### [WRITTEN EXERCISE]
Will you write out all the entries below exactly?

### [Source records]

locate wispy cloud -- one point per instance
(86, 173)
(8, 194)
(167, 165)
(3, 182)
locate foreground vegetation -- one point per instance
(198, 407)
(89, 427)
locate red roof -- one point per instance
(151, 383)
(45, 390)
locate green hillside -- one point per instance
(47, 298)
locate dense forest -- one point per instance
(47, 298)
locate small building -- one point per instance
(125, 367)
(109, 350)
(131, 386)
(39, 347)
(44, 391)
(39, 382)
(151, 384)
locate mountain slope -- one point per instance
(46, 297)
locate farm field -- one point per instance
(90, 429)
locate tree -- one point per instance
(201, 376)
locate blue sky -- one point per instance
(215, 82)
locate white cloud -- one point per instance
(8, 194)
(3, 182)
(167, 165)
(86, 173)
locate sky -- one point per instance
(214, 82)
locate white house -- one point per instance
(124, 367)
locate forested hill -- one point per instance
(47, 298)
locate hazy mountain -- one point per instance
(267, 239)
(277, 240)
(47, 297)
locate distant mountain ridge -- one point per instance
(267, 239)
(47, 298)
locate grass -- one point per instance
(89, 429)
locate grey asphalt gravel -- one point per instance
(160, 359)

### [RESULT OF THE TASK]
locate wispy cloud -- one point per instance
(86, 173)
(8, 194)
(167, 165)
(3, 182)
locate foreground vegetation -- one point per instance
(198, 407)
(89, 427)
locate red roof -- one point per instance
(151, 383)
(45, 390)
locate green hillside -- one point per instance
(47, 298)
locate dense forest -- one point per instance
(47, 298)
locate small building -- one point per instance
(125, 367)
(109, 350)
(131, 386)
(39, 347)
(44, 391)
(39, 382)
(151, 384)
locate mountain slope -- one point per instance
(46, 297)
locate farm field -- one point per instance
(90, 429)
locate tree -- one point per instance
(201, 376)
locate blue sky -- one point per instance
(215, 82)
locate white cloud -- one point per instance
(8, 194)
(3, 182)
(167, 165)
(86, 173)
locate sky -- one point per instance
(214, 82)
locate white house -- one point per instance
(124, 367)
locate forested hill -- one point per instance
(47, 298)
locate hazy mountain -- one point per instance
(267, 239)
(277, 240)
(47, 297)
locate distant mountain ridge -- one point per instance
(267, 239)
(47, 298)
locate grass -- one point per instance
(89, 429)
locate grey asphalt gravel -- one point per instance
(160, 359)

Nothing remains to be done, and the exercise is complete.